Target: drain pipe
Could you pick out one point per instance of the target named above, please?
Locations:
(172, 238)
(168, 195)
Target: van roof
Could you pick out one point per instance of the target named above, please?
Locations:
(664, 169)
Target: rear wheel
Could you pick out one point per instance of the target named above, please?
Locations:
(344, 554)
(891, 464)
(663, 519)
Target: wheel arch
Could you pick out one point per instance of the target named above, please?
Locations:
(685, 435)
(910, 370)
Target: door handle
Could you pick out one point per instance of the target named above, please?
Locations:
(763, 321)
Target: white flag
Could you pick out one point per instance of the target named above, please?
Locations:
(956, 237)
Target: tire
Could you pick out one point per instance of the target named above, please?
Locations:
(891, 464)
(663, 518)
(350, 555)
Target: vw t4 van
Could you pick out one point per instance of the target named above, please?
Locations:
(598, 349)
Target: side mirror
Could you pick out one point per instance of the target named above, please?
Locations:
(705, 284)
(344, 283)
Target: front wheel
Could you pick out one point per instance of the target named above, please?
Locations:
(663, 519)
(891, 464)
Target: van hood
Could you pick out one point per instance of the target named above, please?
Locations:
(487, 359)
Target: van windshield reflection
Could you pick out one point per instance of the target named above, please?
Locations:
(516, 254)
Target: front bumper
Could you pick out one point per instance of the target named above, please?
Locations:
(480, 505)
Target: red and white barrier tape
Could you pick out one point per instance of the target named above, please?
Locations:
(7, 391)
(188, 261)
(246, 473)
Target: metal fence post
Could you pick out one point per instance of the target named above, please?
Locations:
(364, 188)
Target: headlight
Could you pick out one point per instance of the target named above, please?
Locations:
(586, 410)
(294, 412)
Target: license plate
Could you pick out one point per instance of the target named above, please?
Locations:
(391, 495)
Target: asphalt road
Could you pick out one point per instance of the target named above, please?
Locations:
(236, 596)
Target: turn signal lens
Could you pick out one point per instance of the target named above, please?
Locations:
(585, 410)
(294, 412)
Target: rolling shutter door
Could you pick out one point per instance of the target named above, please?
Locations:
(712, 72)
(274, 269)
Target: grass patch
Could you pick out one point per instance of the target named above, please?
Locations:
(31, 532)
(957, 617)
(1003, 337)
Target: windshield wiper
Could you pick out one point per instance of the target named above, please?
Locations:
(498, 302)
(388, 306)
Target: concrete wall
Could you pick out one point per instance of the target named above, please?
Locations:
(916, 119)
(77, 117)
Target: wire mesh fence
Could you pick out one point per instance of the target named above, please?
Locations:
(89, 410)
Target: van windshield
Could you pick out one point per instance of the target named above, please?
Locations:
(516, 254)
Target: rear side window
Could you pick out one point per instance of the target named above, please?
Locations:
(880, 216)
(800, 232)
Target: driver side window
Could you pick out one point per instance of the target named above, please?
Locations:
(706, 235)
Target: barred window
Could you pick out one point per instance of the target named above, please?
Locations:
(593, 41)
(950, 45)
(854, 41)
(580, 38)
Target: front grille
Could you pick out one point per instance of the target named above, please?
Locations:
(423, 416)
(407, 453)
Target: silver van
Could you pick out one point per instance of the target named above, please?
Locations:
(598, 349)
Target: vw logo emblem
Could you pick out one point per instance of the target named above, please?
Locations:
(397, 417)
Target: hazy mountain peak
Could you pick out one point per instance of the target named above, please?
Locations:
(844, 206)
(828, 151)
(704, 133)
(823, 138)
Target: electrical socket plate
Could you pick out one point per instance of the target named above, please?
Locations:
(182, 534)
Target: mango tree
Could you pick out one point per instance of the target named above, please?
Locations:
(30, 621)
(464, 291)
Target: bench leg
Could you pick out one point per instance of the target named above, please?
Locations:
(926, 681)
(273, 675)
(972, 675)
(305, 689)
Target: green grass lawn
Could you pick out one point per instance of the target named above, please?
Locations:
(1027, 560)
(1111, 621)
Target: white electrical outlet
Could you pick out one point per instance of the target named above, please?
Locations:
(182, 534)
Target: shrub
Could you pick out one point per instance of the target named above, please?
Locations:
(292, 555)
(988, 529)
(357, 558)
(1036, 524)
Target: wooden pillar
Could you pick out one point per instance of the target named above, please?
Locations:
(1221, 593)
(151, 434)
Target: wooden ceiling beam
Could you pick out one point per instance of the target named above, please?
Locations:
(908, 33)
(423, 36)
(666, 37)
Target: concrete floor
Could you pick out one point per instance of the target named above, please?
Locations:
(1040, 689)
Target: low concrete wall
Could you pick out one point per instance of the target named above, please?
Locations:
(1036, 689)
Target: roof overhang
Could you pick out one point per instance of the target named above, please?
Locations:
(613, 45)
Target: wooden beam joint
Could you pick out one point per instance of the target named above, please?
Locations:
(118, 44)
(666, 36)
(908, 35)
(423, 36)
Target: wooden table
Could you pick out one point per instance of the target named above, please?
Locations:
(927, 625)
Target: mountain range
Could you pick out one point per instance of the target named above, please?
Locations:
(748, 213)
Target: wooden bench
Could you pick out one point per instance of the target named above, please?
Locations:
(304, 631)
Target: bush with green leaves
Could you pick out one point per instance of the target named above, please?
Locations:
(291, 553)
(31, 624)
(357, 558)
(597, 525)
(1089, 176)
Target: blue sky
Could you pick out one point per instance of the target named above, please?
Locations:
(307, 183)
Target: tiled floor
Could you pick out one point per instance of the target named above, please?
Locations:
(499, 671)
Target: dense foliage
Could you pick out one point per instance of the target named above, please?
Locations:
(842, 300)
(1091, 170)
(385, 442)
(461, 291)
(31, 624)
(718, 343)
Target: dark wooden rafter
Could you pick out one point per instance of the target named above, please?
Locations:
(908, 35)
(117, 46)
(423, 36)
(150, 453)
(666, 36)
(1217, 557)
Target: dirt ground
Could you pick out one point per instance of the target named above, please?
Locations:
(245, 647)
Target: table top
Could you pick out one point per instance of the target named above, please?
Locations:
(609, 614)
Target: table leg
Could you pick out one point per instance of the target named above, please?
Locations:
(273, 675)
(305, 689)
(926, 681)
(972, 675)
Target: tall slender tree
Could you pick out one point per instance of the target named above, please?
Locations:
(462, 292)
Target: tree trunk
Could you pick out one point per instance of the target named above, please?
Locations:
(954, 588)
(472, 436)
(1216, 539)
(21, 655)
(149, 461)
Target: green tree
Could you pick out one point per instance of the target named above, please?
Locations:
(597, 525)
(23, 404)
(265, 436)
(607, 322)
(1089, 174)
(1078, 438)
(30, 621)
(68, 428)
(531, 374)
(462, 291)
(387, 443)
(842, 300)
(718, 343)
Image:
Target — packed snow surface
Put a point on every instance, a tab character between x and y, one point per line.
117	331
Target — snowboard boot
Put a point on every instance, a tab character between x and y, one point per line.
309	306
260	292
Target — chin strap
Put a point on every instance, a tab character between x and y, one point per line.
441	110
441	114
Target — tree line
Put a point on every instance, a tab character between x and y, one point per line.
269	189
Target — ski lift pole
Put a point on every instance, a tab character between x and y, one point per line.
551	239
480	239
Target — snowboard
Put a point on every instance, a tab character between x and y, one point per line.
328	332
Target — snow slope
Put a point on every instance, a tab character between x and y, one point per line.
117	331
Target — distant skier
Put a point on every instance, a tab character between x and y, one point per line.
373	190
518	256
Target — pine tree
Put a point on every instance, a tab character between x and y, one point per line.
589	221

▶ Exercise objective: Look through the entries above and quote exactly the lines from the line with "Target: silver van" to the line with "Target: hazy mountain peak", counting both of those lines.

▶ Exercise response:
Target: silver van
Could you pick out one point per instance of the target named above, please?
Locations:
(598, 349)
Target: vw logo emblem
Could you pick out one point per instance of the target named above, please?
Locations:
(397, 417)
Target: hazy mountain peak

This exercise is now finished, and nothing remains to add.